== Job ==
In the text below about a seminar at Humboldt University, where was the presentation given?

== Document text ==
English

Seminar at Humboldt University and thoughts about getting started

I was invited to make a presentation about my newest research project at Institut für Bibliotheks- und Informations­wissen­schaft (IBI) at Humboldt University in Berlin last week. It is always good to discuss your research with new people. At the moment I am struggling with the delimiting and how to proceed with the actual data collection as I am going to study how researchers are representing them selves online in different environments, not only in scholarly blogs which have been my focus earlier.

== Record set ==

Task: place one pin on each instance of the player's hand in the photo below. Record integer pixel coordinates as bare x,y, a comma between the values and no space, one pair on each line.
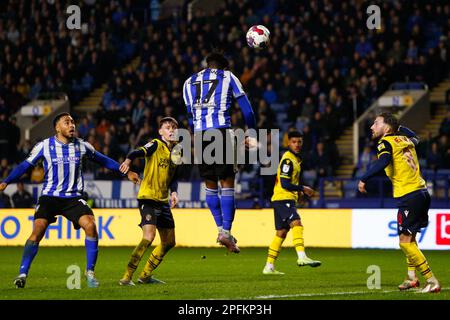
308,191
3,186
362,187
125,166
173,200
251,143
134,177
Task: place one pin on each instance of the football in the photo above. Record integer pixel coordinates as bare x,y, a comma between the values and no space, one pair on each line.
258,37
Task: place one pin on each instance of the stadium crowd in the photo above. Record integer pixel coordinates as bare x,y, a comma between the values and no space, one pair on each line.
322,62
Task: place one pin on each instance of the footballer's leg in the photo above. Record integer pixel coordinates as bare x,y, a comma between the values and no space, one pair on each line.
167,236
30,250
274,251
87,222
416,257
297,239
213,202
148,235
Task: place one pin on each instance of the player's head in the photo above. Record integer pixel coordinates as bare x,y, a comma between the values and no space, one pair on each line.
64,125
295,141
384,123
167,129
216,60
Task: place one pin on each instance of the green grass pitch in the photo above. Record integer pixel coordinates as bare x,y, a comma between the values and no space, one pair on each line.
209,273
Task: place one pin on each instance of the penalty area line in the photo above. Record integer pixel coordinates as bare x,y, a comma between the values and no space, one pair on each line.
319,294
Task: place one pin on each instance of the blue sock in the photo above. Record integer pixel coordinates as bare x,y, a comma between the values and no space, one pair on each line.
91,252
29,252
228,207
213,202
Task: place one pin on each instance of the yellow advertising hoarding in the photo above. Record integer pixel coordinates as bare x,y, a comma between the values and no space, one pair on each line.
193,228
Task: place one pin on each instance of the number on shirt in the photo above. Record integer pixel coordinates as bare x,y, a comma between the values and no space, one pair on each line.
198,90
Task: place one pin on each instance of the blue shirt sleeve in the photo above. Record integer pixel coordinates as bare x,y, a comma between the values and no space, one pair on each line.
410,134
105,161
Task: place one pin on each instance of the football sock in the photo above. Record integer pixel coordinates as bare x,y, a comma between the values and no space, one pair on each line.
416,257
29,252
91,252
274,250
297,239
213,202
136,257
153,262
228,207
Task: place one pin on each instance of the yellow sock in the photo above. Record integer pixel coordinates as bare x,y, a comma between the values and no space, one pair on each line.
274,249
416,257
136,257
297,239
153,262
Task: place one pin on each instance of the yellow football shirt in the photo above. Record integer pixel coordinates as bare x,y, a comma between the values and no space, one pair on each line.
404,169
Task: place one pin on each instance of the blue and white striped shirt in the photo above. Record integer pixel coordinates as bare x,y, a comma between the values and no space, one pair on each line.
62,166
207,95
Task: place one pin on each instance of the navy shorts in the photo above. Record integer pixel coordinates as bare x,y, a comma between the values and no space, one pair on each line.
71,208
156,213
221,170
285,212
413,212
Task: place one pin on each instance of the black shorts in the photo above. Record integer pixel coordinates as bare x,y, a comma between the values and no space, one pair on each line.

--

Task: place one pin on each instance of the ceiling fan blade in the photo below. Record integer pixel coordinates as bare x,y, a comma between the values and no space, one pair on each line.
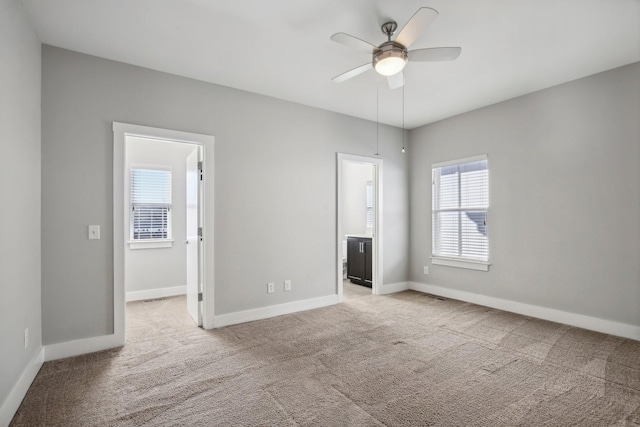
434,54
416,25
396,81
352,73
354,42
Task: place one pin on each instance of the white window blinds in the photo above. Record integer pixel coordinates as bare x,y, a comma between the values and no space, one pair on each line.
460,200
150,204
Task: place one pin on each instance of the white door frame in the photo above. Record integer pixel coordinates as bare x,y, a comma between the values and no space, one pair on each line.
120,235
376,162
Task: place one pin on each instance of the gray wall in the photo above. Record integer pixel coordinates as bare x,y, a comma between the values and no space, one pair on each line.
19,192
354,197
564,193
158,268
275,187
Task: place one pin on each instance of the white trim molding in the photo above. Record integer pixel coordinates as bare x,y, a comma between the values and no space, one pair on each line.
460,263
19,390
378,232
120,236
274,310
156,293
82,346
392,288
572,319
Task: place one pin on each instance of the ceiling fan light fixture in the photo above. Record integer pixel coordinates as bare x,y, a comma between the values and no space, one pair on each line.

== Output ==
At the Institut für Bibliotheks- und Informationswissenschaft (IBI) at Humboldt University in Berlin.